- _Input data_:
________________________________________

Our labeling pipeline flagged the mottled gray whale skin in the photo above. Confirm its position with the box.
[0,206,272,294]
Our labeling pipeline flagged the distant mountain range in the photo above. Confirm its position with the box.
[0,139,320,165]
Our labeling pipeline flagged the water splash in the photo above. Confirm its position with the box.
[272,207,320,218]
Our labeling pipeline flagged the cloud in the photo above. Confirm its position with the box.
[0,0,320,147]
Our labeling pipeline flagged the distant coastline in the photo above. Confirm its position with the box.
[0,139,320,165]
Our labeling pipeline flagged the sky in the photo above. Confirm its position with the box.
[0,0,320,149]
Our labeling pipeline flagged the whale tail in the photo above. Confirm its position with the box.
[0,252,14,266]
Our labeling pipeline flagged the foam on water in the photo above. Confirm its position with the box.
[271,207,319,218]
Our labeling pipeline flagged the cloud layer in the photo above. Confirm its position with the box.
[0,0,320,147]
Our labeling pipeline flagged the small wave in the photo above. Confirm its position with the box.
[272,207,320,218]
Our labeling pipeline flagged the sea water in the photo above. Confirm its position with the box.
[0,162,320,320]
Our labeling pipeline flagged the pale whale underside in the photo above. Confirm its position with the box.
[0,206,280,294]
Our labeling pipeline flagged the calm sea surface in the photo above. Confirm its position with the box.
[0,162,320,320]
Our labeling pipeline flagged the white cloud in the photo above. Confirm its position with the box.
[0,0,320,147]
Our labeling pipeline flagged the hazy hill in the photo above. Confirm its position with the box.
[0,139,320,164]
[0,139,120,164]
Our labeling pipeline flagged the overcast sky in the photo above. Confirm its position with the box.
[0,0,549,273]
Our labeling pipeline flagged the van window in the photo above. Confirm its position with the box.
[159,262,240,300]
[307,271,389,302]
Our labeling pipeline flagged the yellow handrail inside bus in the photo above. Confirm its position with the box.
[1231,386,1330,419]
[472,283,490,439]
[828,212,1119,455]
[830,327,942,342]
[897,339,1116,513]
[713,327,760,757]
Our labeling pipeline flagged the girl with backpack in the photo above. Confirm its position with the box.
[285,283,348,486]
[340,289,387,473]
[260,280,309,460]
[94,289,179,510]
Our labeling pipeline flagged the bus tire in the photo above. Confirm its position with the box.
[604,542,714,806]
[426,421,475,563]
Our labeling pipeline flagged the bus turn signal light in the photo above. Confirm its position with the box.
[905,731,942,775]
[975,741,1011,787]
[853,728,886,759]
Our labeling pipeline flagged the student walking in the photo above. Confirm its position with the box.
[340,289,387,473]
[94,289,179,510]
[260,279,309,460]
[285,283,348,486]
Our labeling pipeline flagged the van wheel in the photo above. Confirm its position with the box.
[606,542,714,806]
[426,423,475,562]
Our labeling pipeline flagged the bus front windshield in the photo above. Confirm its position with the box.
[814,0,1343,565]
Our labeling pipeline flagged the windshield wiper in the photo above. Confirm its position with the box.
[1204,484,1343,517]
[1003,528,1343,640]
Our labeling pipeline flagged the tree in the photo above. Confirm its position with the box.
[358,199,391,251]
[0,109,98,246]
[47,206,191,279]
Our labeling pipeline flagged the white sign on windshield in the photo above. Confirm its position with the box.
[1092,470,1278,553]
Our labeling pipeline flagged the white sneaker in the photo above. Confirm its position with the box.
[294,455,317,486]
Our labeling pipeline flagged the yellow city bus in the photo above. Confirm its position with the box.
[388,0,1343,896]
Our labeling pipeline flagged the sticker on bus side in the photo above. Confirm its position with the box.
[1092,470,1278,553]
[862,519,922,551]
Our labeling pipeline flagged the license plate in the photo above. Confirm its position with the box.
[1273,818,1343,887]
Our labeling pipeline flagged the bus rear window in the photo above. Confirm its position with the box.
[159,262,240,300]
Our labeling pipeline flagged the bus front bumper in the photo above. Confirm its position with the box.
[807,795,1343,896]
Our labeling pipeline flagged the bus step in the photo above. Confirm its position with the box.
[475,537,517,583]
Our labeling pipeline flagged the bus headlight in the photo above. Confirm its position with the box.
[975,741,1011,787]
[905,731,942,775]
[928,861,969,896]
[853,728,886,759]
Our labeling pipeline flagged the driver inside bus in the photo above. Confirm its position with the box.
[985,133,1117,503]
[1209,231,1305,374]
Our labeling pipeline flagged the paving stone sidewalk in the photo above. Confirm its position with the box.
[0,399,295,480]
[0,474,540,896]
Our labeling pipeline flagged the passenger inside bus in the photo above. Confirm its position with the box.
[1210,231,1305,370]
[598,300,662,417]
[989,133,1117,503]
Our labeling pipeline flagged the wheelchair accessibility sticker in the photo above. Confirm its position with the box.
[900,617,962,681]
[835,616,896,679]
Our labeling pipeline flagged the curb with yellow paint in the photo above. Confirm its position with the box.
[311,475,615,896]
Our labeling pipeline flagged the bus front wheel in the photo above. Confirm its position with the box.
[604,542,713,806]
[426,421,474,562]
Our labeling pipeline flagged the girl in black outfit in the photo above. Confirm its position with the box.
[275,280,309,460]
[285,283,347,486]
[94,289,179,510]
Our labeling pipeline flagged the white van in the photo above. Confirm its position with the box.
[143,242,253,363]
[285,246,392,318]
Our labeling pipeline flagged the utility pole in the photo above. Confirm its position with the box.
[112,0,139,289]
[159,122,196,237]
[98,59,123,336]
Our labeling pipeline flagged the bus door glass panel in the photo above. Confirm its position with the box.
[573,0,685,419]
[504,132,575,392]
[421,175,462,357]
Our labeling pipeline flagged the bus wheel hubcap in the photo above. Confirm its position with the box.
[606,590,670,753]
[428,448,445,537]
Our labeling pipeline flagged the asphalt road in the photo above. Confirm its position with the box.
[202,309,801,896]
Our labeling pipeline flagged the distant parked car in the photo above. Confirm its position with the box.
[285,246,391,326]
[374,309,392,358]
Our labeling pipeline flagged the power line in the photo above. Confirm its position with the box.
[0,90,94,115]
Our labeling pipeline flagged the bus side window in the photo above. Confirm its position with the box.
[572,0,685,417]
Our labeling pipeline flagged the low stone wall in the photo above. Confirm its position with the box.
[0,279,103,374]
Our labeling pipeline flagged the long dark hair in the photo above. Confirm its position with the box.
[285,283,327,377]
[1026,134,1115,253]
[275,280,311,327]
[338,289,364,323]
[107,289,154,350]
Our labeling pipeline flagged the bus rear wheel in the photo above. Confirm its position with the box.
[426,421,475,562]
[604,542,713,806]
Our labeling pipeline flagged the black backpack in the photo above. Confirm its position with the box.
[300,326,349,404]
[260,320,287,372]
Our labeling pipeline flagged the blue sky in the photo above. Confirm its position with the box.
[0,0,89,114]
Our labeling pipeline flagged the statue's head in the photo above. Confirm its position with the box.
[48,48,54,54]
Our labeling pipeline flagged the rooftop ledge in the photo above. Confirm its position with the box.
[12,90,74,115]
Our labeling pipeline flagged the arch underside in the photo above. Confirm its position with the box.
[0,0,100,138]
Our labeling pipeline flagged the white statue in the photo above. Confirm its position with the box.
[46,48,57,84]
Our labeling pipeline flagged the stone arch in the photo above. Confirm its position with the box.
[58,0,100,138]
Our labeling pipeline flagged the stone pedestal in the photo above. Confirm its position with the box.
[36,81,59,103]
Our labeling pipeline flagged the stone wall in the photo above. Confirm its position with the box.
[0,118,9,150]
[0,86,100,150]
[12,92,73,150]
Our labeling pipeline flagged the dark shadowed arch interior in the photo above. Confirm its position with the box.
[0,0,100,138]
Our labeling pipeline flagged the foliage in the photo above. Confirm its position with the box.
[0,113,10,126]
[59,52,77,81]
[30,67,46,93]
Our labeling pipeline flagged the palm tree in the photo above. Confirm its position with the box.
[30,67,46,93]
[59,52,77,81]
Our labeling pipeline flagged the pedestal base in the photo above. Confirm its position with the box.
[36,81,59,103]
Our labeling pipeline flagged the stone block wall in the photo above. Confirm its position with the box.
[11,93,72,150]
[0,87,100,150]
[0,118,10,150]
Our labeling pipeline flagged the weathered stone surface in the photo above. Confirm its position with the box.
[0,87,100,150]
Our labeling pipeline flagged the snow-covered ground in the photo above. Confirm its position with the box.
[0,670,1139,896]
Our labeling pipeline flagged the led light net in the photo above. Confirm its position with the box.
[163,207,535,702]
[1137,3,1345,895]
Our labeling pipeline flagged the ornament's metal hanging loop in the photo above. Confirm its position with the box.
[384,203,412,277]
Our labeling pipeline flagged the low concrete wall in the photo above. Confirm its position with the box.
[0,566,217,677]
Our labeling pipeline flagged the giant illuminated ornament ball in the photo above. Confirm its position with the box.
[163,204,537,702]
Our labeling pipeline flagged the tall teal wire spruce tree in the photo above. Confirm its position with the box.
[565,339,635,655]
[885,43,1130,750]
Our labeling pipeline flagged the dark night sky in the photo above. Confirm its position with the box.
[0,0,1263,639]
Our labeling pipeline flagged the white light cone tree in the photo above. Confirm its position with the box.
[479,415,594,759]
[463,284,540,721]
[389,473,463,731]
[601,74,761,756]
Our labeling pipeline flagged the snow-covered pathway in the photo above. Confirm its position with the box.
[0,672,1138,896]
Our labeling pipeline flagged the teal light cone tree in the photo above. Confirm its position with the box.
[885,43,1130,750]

________________________________________

- _What is being asked_: From the items above, pull every line containing the word "underside" and copy those lines unchanged.

- _Expected answer_:
Our labeling pipeline flagged the pale whale underside in the photo above. Confirm its position with the box.
Our labeling pipeline flagged the arch underside in the photo above. Confirm its position with the box.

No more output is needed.